*To-do list*
- a) Reproduce the stretch of the discussion on decompressing fetch responses from "LGTM, just having" through "related type tests?".
- b) Write what comes next in the thread about decompressing fetch responses, picking up after its final line.
--- start of Reading passage ---
Based on the conclusion of the discussion around unknown encodings, and taking into the consideration that there's an explicit existing test suite that unknown encodings must be ignored when decompressing the fetch() response body, looks like the way forward is to leave the implementation as-is. Please let me know if I misunderstood the conclusion.

I suggest adding the throwing logic to decompressStream once we discover a use case for that (decompression in the interceptor may be that use case). From then, we can open a new pull request to extend the decompressStream utility with options or anything else we find proper.

With this, I believe this pull request is ready for review cc @KhafraDev @mcollina

tsctx · 2024-08-01T13:53:43Z

lib/web/fetch/decompress.js

+ * @param {Response} response
+ * @returns {ReadableStream<Uint8Array> | null}
+ */
+function decompress (request, response) {


I think decompressStream is sufficient. It should already be redirected.

I'd like to have a designated utility that performs the decompression including the handling of redirect responses, etc. decompressStream implies you handle that yourself.

It looks to me like you are targeting the Fetch api response.
In this case, have you already been redirected?

@tsctx, I'm moving the existing content encoding logic to this utility function. In the existing logic, Undici does accept the response, which is the redirect response, not the redirected response. This is correct. This utility must also decide if decompression is unnecessary if the response is a redirect response.

tsctx · 2024-08-01T13:57:51Z

lib/web/fetch/index.js

+            body: decompress(request, {
+              status,
+              statusText,
+              headers: headersList,


headersList is not an instance of Headers

Technically, not, but its APIs are compatible, from what I can see. At least, the entire test suite hasn't proven me wrong.

I can construct Headers instance out of headersList but it may have performance implications. Would you advise me to do that?

index.js

metcoder95

LGTM, just having the considerations of @tsctx about the util namespace and the following thread: https://github.com/nodejs/undici/pull/3423/files#r1694215822

mcollina · 2024-08-02T16:15:46Z

Can you please add the types for this and the related type tests?
--- end of Reading passage ---
--- start of Data ---
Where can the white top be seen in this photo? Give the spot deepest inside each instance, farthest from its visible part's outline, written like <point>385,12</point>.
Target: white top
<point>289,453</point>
--- end of Data ---
--- start of Data ---
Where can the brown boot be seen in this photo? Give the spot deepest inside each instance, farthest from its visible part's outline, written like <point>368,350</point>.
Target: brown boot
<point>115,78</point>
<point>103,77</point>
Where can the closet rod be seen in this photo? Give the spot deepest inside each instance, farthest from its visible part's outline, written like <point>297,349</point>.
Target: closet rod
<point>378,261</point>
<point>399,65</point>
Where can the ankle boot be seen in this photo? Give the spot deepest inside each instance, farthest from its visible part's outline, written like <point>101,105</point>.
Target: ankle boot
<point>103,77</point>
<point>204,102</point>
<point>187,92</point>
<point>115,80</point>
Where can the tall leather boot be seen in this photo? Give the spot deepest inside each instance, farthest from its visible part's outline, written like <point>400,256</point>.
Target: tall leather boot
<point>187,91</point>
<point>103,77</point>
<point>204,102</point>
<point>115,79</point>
--- end of Data ---
*Results for each task*
- a)
LGTM, just having the considerations of @tsctx about the util namespace and the following thread: https://github.com/nodejs/undici/pull/3423/files#r1694215822

mcollina · 2024-08-02T16:15:46Z

Can you please add the types for this and the related type tests?

- b)
kettanaito · 2024-08-07T15:24:17Z

On a related subject, I've recently learned about DecompressionStream global API, which is also available in Node.js as of now. Can it be utilize to the same effect as the API being proposed here?

response.body.pipeTo(new DecompressionStream('gzip'))

One practical downside of this is that there's no connection between the response content encoding and the decompression used. You can also provide only one decompression format (gzip, deflate, deflate-raw), so in case of response streams encoded with multiple codings, you'd have to create a pipe of decompression streams.

Does anybody know if there's any difference in DecompressionStream and the content encoding handling Undici has as of now?

I'd still much like to be consistent with Unidici here, but knowing more would be good.

kettanaito · 2024-08-07T15:43:27Z

index.js

@@ -130,19 +141,31 @@ const { kConstruct } = require('./lib/web/cache/symbols')
 // in an older version of Node, it doesn't have any use without fetch.
 module.exports.caches = new CacheStorage(kConstruct)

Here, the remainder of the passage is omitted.